Requirement
Copy out the data that follows exactly, leaving out no line.

(Saved data entries)
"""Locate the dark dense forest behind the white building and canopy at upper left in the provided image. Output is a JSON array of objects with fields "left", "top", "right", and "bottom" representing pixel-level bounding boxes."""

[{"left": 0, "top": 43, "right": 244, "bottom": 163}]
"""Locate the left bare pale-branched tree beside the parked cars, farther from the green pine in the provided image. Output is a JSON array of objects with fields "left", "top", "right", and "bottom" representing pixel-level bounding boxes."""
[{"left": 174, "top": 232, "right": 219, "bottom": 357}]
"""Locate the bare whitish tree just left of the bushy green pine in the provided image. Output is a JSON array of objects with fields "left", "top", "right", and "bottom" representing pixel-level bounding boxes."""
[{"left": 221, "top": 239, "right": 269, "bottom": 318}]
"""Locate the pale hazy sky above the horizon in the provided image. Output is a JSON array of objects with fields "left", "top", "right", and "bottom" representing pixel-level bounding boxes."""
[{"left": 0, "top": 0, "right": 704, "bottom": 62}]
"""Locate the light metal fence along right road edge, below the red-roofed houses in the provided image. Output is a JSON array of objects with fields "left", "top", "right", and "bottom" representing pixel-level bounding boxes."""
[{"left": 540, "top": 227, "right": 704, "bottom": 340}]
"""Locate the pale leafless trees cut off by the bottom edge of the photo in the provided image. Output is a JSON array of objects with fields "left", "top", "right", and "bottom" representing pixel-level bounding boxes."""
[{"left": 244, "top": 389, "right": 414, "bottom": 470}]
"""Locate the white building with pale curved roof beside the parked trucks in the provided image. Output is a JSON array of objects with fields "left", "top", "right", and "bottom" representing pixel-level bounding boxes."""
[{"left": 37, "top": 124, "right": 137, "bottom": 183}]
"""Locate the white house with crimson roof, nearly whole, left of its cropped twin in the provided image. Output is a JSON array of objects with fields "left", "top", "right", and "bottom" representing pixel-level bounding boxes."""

Exercise result
"""Locate the dark dense forest behind the white building and canopy at upper left in the provided image. Output is a JSON array of objects with fields "left", "top", "right", and "bottom" representing pixel-level bounding boxes."""

[{"left": 0, "top": 43, "right": 244, "bottom": 163}]
"""Locate the left bare pale-branched tree beside the parked cars, farther from the green pine in the provided image. Output is a JSON array of objects with fields "left", "top", "right", and "bottom" representing pixel-level bounding boxes."""
[{"left": 174, "top": 232, "right": 219, "bottom": 357}]
"""Locate the bare whitish tree just left of the bushy green pine in the provided image. Output is a JSON array of objects with fields "left", "top", "right", and "bottom" representing pixel-level bounding boxes."""
[{"left": 221, "top": 239, "right": 269, "bottom": 318}]
"""Locate the pale hazy sky above the horizon in the provided image. Output is a JSON array of objects with fields "left", "top", "right", and "bottom" representing pixel-level bounding boxes."""
[{"left": 0, "top": 0, "right": 704, "bottom": 62}]
"""Locate the light metal fence along right road edge, below the red-roofed houses in the provided image. Output is a JSON array of objects with fields "left", "top", "right", and "bottom" representing pixel-level bounding boxes."""
[{"left": 540, "top": 227, "right": 704, "bottom": 340}]
"""Locate the pale leafless trees cut off by the bottom edge of the photo in the provided image. Output is a JSON array of objects with fields "left", "top", "right", and "bottom" representing pixel-level bounding boxes."""
[{"left": 244, "top": 389, "right": 414, "bottom": 470}]
"""Locate the white building with pale curved roof beside the parked trucks in the provided image. Output is a JSON array of objects with fields "left", "top", "right", and "bottom" representing pixel-level bounding boxes."""
[{"left": 37, "top": 124, "right": 137, "bottom": 183}]
"""Locate the white house with crimson roof, nearly whole, left of its cropped twin in the provided image. Output is a JSON array of objects with fields "left", "top", "right", and "bottom" representing pixel-level bounding boxes."""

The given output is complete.